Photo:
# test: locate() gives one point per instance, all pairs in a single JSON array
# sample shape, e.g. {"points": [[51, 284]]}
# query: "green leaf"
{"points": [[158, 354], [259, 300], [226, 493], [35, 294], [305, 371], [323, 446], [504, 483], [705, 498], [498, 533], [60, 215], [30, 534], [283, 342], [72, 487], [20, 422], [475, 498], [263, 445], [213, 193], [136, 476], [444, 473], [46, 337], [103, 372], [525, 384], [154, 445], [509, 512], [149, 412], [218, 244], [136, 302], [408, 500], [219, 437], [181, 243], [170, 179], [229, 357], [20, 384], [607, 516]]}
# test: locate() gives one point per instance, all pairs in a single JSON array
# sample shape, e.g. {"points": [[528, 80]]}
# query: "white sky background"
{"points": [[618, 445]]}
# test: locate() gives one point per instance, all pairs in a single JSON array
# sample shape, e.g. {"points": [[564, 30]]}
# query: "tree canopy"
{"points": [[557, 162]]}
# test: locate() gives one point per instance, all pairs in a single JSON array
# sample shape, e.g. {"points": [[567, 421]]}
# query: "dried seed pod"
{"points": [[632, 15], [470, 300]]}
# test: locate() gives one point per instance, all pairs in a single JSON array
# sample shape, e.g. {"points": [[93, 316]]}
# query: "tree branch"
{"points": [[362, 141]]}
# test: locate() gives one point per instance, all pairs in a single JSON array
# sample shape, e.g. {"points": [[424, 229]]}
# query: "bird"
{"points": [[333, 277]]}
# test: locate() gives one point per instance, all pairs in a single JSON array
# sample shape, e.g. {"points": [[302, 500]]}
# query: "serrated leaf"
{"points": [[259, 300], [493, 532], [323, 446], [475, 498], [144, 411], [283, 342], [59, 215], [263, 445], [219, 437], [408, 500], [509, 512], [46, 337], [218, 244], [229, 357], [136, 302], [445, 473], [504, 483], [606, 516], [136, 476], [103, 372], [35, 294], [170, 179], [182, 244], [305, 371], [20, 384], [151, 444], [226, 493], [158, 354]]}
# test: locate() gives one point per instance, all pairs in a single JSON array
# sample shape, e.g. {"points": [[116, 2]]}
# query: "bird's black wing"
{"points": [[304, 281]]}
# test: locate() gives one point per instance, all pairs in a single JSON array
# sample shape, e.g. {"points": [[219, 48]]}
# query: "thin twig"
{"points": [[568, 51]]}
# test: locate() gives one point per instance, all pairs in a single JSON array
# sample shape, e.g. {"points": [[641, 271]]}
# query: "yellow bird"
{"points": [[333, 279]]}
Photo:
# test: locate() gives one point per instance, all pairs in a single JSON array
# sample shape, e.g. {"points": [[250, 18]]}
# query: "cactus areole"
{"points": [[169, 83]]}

================================

◆ Goal ◆
Write the data back out verbatim.

◆ Finished task ◆
Photo:
# test: locate() gives one point per instance, all pairs in a single JSON array
# sample shape, e.g. {"points": [[51, 284]]}
# query: "green leaf"
{"points": [[158, 354], [259, 300], [226, 493], [35, 294], [305, 371], [323, 446], [504, 483], [705, 498], [498, 533], [60, 215], [30, 534], [283, 342], [72, 487], [20, 422], [475, 498], [263, 445], [213, 193], [136, 476], [444, 473], [46, 337], [103, 372], [525, 384], [154, 445], [509, 512], [149, 412], [218, 244], [136, 302], [408, 500], [219, 437], [181, 243], [170, 179], [229, 357], [20, 384], [607, 516]]}
# test: locate() gives one point per instance, all pairs in a single JSON array
# sample shape, e.g. {"points": [[528, 80]]}
# query: "white sky background"
{"points": [[618, 445]]}
# test: locate() gives one point per instance, all pairs in a single JSON array
# sample shape, e.g. {"points": [[564, 30]]}
# query: "tree canopy"
{"points": [[557, 162]]}
# test: locate() gives one point per instance, all pairs in a single JSON array
# sample shape, e.g. {"points": [[567, 421]]}
# query: "dried seed pod"
{"points": [[632, 15], [470, 300]]}
# test: locate() gives one point per instance, all pairs in a single JSON array
# sample shape, e.g. {"points": [[93, 316]]}
# query: "tree branch"
{"points": [[362, 141]]}
# test: locate() gives one point per instance, all pairs in a single JSON array
# sample shape, e.g. {"points": [[424, 229]]}
# query: "bird"
{"points": [[333, 277]]}
# test: locate() gives one point per instance, all pairs in a single JSON array
# sample shape, e.g. {"points": [[302, 500]]}
# query: "serrated leaf"
{"points": [[259, 300], [493, 532], [323, 446], [475, 498], [144, 411], [283, 342], [59, 215], [263, 445], [219, 437], [408, 500], [509, 512], [46, 337], [218, 244], [229, 357], [136, 302], [445, 473], [504, 483], [606, 516], [136, 476], [103, 372], [35, 294], [170, 179], [182, 244], [305, 371], [20, 384], [151, 444], [226, 493], [158, 354]]}
# test: locate() gives one point per instance, all pairs in a single JSON array
# sample shape, e.g. {"points": [[116, 2]]}
# query: "bird's black wing"
{"points": [[304, 281]]}
# test: locate() gives one point per instance, all pairs in a single JSON array
# sample shape, e.g. {"points": [[219, 48]]}
# query: "thin twig"
{"points": [[568, 51]]}
# test: locate() gives one point per instance, all pairs in a single JSON array
# sample shape, e.g. {"points": [[641, 271]]}
# query: "yellow bird"
{"points": [[333, 279]]}
Photo:
# test: locate() gives one point per instance, all pairs in a single JSON array
# sample shape, e.g. {"points": [[250, 18]]}
# query: "cactus areole"
{"points": [[169, 83]]}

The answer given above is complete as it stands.